> [ACTION ITEM]
Copy all lines in the material holding the string "above".

> [SOURCE MATERIAL]
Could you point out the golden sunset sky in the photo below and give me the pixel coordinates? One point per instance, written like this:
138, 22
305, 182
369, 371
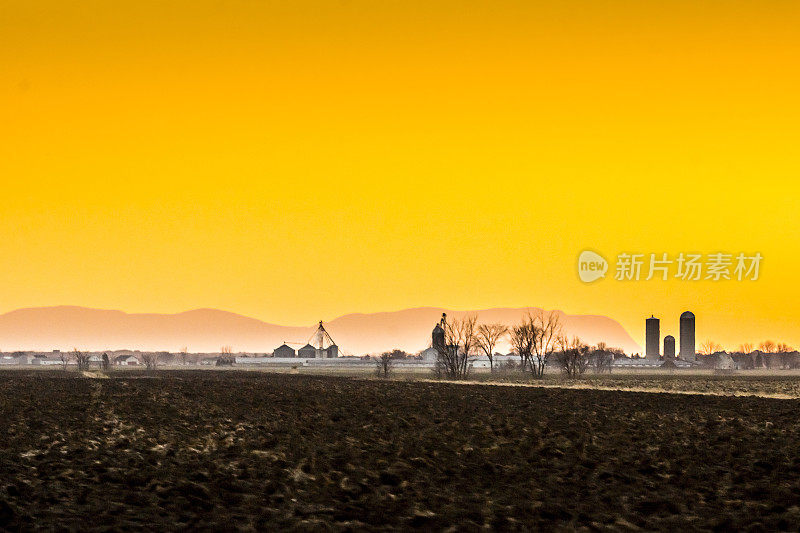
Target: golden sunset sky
300, 160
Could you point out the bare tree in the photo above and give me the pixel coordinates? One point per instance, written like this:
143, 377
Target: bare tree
384, 363
547, 328
601, 358
767, 347
535, 340
81, 358
487, 338
65, 358
459, 343
746, 348
573, 355
150, 360
226, 358
710, 347
782, 347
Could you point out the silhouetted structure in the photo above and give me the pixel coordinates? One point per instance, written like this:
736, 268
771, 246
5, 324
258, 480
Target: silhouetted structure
437, 337
284, 351
669, 347
687, 336
652, 337
307, 352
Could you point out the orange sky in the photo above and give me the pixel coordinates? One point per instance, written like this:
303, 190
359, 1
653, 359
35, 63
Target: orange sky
301, 160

> [EXPECTED ANSWER]
Could you point out the bare tree in the photo above and give me the pixel coordinates? One point per instance, written like this:
Could you point out the silhouetted structure in the photo above and give me the pixel coordinates? One point per instance, written like this:
Could you point out the orange sky in the photo above and give me the pixel coordinates? One point per instance, written like this:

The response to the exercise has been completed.